**Extrait choisi**
'''
Devant les jésuites de Rome, le pape n’a pas répété une nouvelle fois qu’il n’avait jamais été au courant des exactions de ces deux personnages.  Il a pourtant réaffirmé qu’il ne voulait pas répondre à de telles accusations, en justifiant son propre silence par deux exemples tirés de l’histoire de la Compagnie de Jésus.

Le premier exemple, c’est la douceur du jésuite saint Pierre Favre (1506-1547) que François a opposée au tempérament belliqueux d’un autre jésuite de son époque, saint Pierre Canisius (1521-1597) :

« Nous devons porter le poids de la vie et ses tensions sur nos épaules. […] il faut faire preuve de patience et de douceur. C’est ce que faisait Pierre Favre, l’homme de dialogue, de l’écoute, de la proximité, du chemin. Aujourd’hui, c’est le temps de Favre plus que de Canisius, qui était l’homme de dispute. En temps de critique et de tension, il faut faire comme Favre, qui a travaillé avec l’aide d’anges : il a prié son ange de parler aux anges des autres afin qu’ils puissent faire avec eux ce que nous ne pouvons pas faire. […] Ce n’est pas le moment de convaincre, de discuter. Si on a un doute sincère, oui, on peut dialoguer, clarifier. Mais ne répondez pas aux attaques ».
'''
**Données fournies**
'''
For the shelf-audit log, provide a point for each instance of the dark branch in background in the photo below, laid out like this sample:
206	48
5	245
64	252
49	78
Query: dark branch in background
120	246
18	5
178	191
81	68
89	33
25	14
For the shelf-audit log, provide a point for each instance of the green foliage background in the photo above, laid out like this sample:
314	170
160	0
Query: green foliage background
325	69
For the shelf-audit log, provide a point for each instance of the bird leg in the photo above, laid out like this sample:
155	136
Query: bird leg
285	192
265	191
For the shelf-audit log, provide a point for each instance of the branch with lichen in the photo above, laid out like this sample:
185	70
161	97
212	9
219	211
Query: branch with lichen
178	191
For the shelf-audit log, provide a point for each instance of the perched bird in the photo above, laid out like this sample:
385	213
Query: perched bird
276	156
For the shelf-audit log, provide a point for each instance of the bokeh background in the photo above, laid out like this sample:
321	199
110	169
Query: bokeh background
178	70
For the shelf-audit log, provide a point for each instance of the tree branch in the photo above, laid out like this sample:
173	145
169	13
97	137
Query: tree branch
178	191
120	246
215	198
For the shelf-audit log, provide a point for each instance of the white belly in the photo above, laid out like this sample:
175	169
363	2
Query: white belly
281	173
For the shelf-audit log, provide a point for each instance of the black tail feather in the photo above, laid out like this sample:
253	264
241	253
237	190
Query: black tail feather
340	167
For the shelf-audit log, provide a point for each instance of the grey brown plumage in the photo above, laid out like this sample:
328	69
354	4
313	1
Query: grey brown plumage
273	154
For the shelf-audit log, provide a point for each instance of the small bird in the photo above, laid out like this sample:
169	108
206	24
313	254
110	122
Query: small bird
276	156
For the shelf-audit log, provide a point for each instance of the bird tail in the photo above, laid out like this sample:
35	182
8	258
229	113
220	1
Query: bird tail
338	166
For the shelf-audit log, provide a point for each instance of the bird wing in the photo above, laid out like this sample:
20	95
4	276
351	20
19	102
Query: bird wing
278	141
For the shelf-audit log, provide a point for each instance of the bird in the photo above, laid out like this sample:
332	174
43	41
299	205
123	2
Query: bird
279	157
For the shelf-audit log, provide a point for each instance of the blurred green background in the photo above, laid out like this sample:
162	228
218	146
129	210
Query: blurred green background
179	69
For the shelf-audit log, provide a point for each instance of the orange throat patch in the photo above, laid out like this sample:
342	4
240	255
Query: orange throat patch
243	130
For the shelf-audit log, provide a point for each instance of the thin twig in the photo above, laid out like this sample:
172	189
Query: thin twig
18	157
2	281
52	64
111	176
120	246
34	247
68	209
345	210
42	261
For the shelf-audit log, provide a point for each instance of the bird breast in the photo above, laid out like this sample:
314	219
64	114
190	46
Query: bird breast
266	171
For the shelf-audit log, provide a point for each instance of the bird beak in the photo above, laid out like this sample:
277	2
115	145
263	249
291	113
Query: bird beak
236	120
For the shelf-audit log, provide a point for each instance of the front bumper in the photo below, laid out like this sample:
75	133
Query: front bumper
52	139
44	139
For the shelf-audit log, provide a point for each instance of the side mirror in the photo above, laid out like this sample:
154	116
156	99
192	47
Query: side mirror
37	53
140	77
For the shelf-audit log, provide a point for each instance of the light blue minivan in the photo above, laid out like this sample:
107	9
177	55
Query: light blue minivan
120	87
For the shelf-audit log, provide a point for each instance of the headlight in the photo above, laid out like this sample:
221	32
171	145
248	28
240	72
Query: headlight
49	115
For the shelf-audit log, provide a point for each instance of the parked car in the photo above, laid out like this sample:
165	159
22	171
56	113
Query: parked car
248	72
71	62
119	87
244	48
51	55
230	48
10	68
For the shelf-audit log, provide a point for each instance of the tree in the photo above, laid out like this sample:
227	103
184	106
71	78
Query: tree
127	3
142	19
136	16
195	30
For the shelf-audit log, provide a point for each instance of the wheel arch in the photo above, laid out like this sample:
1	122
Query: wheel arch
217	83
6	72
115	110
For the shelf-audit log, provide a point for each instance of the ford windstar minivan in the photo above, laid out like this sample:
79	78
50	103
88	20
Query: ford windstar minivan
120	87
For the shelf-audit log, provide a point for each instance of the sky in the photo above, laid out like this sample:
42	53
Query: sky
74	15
'''
**Consigne**
Réécrivez, s'il vous plaît, tout ce qui va de « Devant les jésuites » jusqu'à « Compagnie de Jésus. » dans l'extrait, en remplaçant « le pape » par « le souverain pontife ». Les enregistrements ne servent à rien ici.

**Réponse rédigée**
Devant les jésuites de Rome, le souverain pontife n’a pas répété une nouvelle fois qu’il n’avait jamais été au courant des exactions de ces deux personnages.  Il a pourtant réaffirmé qu’il ne voulait pas répondre à de telles accusations, en justifiant son propre silence par deux exemples tirés de l’histoire de la Compagnie de Jésus.